### WORK ITEM
In the records below, please retype word for word every line from the one containing "Where can the car antenna" through the final one, both included, and nothing else.

Extracted data entries:

# # # # #

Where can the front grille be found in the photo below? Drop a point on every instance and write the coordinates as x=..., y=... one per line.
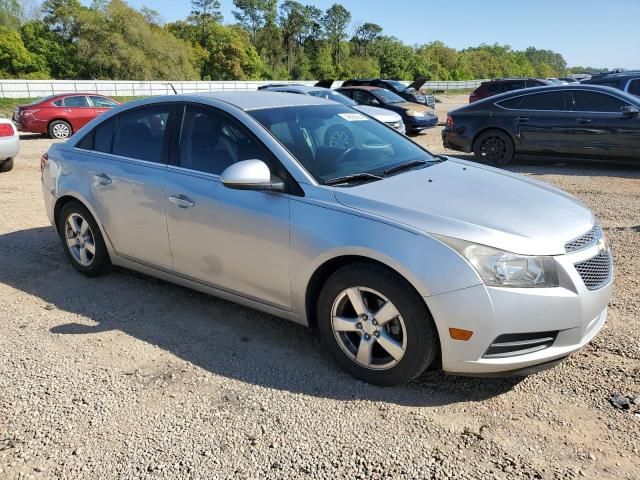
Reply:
x=596, y=271
x=584, y=241
x=512, y=344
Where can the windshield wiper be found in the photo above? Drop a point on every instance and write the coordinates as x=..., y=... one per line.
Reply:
x=404, y=166
x=352, y=178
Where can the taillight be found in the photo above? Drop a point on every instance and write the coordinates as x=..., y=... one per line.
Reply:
x=449, y=122
x=6, y=130
x=43, y=161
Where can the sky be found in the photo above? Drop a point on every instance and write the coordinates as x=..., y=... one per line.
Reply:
x=594, y=33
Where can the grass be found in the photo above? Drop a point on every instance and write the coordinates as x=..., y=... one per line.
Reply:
x=8, y=105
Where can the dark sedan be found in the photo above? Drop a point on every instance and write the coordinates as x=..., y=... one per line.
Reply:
x=570, y=121
x=416, y=117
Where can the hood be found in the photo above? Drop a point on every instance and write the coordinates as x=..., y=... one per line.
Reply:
x=417, y=85
x=380, y=114
x=478, y=204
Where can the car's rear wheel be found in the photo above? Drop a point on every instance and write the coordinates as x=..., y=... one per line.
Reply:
x=6, y=165
x=82, y=241
x=375, y=325
x=494, y=147
x=60, y=129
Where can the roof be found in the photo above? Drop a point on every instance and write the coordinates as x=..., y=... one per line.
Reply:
x=360, y=87
x=262, y=99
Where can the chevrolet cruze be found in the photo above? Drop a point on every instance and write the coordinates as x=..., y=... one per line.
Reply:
x=400, y=258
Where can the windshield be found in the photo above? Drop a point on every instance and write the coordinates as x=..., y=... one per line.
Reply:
x=335, y=96
x=399, y=86
x=333, y=141
x=388, y=96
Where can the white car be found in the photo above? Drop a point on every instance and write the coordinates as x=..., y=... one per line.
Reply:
x=9, y=144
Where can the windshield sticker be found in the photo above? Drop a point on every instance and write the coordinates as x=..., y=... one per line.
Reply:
x=353, y=117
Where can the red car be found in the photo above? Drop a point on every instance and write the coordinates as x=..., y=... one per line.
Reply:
x=59, y=116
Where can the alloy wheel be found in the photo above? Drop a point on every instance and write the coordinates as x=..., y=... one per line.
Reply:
x=80, y=239
x=61, y=130
x=368, y=327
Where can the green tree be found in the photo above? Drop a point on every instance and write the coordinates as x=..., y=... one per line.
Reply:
x=334, y=22
x=10, y=14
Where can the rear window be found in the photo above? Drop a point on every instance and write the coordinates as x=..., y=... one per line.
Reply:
x=550, y=101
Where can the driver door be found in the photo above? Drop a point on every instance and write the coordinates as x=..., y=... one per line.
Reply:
x=233, y=240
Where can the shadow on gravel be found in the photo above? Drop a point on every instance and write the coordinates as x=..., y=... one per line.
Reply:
x=216, y=335
x=554, y=166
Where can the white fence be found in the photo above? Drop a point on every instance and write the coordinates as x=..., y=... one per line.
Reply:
x=41, y=88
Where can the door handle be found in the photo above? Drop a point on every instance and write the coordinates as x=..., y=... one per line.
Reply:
x=102, y=179
x=181, y=201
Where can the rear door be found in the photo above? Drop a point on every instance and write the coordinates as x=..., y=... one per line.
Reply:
x=601, y=130
x=542, y=123
x=78, y=110
x=127, y=172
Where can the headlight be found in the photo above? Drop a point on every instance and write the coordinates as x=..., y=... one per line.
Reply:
x=498, y=268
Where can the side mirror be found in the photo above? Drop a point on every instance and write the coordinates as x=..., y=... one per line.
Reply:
x=251, y=175
x=630, y=111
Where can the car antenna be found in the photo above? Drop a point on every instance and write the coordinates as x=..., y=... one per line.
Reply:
x=172, y=87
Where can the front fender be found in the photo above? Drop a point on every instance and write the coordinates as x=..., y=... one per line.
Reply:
x=320, y=233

# # # # #

### ANSWER TO THIS TASK
Where can the car antenna be found in the photo above? Drop a point on every instance and write the coordinates as x=..., y=... one per line.
Reply:
x=172, y=87
Where can the front fender be found in the photo above? Drop a point on every instance and write the coordinates as x=..., y=... one per line.
Reply:
x=320, y=233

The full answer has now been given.